To do
Extract, verbatim, all lines starting at the one containing "the man's hand" and ending with the final line of the listing, and no others.

Data listing
------------------------

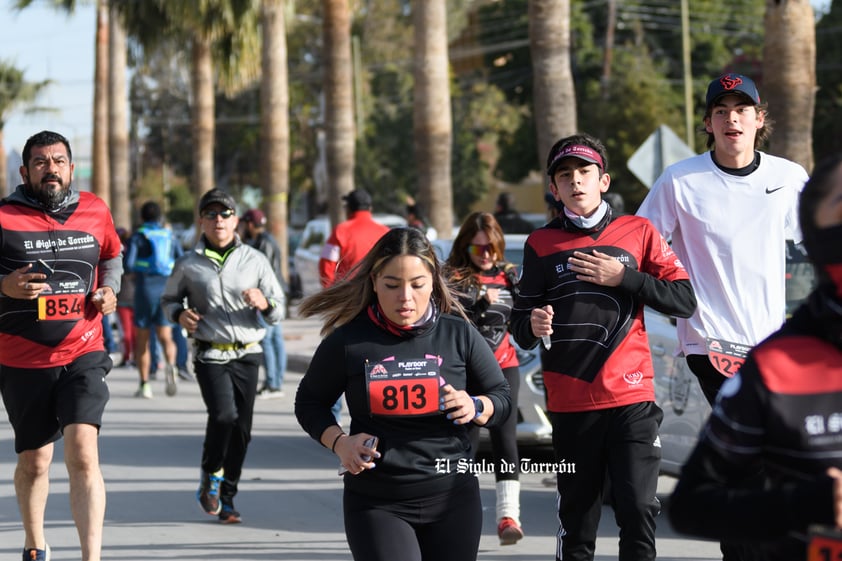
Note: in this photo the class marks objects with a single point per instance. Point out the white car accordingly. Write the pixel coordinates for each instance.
(315, 234)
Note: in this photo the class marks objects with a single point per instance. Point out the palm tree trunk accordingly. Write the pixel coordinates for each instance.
(789, 70)
(554, 97)
(118, 132)
(339, 105)
(274, 117)
(432, 119)
(99, 151)
(202, 115)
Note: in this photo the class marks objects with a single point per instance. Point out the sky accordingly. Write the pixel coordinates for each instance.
(48, 44)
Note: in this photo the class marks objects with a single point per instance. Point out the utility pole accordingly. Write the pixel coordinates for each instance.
(688, 72)
(609, 47)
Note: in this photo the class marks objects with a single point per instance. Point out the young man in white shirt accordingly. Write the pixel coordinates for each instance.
(729, 213)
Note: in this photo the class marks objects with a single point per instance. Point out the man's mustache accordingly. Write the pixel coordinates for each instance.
(52, 177)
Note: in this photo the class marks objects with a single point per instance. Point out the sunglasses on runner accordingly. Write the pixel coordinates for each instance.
(212, 214)
(480, 250)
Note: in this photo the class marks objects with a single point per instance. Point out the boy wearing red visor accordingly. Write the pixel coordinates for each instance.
(586, 278)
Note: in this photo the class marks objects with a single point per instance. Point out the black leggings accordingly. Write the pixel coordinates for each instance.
(504, 436)
(621, 442)
(443, 527)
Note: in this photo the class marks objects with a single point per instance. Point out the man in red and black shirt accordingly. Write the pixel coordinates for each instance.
(351, 240)
(586, 278)
(60, 268)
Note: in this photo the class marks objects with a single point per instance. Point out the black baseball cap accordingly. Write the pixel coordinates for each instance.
(217, 196)
(358, 199)
(732, 83)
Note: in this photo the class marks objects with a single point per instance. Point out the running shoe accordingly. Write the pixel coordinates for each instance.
(270, 393)
(37, 554)
(509, 531)
(144, 391)
(229, 515)
(208, 493)
(171, 372)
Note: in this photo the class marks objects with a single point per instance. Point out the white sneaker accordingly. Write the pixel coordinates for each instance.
(144, 391)
(270, 393)
(171, 373)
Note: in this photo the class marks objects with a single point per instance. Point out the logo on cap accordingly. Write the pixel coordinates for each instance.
(730, 82)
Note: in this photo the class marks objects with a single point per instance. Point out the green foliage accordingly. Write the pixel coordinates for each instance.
(493, 121)
(827, 124)
(16, 91)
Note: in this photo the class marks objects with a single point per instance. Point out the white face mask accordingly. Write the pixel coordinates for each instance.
(587, 222)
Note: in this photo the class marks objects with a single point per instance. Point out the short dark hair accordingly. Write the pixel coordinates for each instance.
(150, 212)
(44, 138)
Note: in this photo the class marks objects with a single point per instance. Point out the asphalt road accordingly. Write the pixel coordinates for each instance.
(290, 495)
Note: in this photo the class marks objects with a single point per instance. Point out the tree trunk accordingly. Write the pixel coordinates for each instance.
(99, 150)
(118, 131)
(554, 97)
(202, 116)
(789, 70)
(274, 118)
(339, 105)
(432, 119)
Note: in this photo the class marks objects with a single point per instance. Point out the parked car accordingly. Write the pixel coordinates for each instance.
(315, 234)
(676, 390)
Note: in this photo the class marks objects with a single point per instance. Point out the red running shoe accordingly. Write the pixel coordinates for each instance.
(508, 531)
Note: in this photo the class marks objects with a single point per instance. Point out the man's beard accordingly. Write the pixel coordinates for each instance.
(50, 199)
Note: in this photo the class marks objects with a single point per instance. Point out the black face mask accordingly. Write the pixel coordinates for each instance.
(825, 251)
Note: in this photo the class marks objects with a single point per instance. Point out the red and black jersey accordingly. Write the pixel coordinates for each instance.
(600, 352)
(758, 473)
(62, 323)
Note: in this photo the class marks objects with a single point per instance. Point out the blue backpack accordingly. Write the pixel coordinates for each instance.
(160, 261)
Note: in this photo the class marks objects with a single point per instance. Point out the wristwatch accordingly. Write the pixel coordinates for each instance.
(478, 405)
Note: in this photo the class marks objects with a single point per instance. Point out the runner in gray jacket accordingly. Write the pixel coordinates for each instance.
(218, 292)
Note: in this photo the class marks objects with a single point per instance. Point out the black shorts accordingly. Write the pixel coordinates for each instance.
(41, 402)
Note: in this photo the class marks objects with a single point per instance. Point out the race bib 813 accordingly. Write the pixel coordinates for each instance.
(403, 387)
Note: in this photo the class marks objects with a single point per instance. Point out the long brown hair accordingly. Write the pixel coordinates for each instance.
(345, 300)
(459, 269)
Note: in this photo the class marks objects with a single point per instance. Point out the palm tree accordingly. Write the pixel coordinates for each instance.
(789, 69)
(99, 157)
(14, 91)
(554, 97)
(432, 119)
(100, 172)
(222, 31)
(274, 122)
(339, 105)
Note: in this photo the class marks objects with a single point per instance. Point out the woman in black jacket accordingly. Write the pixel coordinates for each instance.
(414, 376)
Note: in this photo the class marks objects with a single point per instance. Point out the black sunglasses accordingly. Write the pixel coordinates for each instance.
(212, 214)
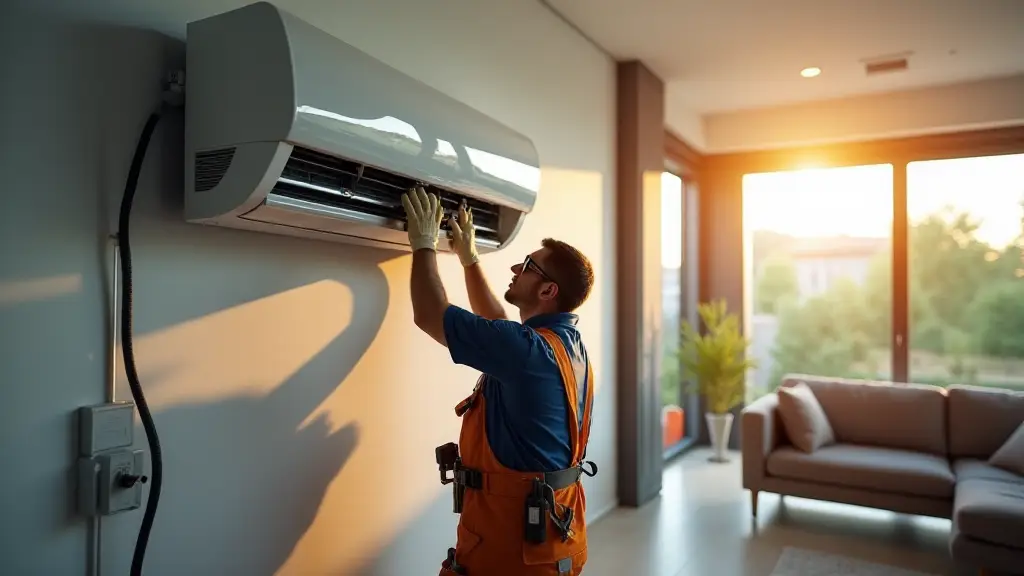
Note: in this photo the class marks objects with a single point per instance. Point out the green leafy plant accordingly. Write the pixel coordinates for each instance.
(716, 361)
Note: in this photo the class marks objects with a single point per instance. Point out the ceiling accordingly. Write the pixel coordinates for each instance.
(723, 55)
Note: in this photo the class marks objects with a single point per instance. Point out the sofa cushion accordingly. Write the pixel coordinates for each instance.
(869, 467)
(990, 510)
(805, 421)
(981, 419)
(974, 468)
(1010, 456)
(886, 414)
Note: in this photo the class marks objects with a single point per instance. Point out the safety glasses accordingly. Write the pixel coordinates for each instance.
(528, 263)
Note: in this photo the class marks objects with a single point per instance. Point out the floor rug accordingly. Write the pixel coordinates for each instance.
(800, 562)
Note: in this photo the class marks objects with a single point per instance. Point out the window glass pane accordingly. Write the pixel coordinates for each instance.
(673, 414)
(818, 259)
(966, 274)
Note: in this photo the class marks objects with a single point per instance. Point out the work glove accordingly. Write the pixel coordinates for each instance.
(424, 214)
(463, 240)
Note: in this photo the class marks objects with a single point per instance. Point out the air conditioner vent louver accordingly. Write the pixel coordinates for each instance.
(211, 166)
(336, 181)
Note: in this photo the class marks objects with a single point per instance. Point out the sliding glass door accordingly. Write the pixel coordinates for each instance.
(678, 405)
(903, 272)
(819, 253)
(966, 272)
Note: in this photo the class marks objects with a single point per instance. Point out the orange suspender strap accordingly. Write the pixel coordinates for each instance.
(578, 438)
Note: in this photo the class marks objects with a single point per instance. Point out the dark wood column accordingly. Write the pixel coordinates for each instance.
(641, 161)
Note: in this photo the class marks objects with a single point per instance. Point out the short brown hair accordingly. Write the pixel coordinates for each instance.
(572, 273)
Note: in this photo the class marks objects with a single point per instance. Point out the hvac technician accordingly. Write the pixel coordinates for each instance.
(516, 469)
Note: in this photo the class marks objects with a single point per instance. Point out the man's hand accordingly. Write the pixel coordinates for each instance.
(464, 237)
(424, 213)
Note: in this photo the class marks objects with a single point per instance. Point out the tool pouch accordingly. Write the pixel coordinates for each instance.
(536, 520)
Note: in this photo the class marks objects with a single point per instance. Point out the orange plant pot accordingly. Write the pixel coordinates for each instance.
(673, 425)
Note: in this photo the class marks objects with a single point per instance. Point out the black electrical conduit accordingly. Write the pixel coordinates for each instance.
(124, 247)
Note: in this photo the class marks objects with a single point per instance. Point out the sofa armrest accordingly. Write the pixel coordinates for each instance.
(759, 438)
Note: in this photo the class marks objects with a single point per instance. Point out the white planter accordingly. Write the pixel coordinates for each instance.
(719, 426)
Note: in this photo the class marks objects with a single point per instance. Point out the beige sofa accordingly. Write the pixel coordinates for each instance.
(907, 448)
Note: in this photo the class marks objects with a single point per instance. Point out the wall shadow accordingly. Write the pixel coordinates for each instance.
(422, 544)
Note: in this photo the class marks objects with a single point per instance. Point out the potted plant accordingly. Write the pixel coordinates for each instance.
(716, 363)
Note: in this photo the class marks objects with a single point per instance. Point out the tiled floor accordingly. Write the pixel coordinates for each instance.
(701, 526)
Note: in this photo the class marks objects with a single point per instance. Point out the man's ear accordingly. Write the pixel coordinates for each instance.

------------------------

Answer to this problem
Note: in this photo the class marks objects with a single point per instance. Point out the man's hand accordingly. Write the pixel coordinates for each instance.
(464, 237)
(424, 213)
Note: in this photo the class marks objects with a single point per instance. Point out the tool pouch accordingly. Write the pixel coordinates for each instance.
(536, 520)
Note: in this photo the class marks objects with a single point per instance. Point out the orange plant pot accordingly. Write the pixel coordinates for each instance.
(673, 425)
Note: in this photo the class marks objects with a single point per instance. Point out the black electrical conduit accordingly. Write the pixel coordinates for each instance.
(124, 247)
Note: in this photo the class marks objects with a single point per instance. Point out the sofa armrest accordingly. Write the pixel coordinates for each instance.
(759, 438)
Note: in this photo the class marks objects with a single point per instance. Point out the white planter accordingly. Write the pixel coordinates for each instance.
(719, 426)
Note: in this photo the class marks objects with a single point per instance. Point out the beige sofa accordingly. Write the pixel coordinates for each instance.
(907, 448)
Note: in this photo the class marks objects with a single point per instance. Point out the wall shadow accordingly. Write the pixel coordinates for each instance.
(422, 544)
Note: in this photo the class marks objects with a single point per instance. Point out the potted plant accordingly. Write the pixel coordinates for each instance.
(716, 363)
Note: in this photo the class marks objects with a single point per instance. Point out the tiled floor accordingly. Write the pixel coordinates for each instance.
(701, 526)
Note: in this photo the class marks objects with a single point per instance. Point out the man's ear accordingly. Write the pixel coordinates for each instance.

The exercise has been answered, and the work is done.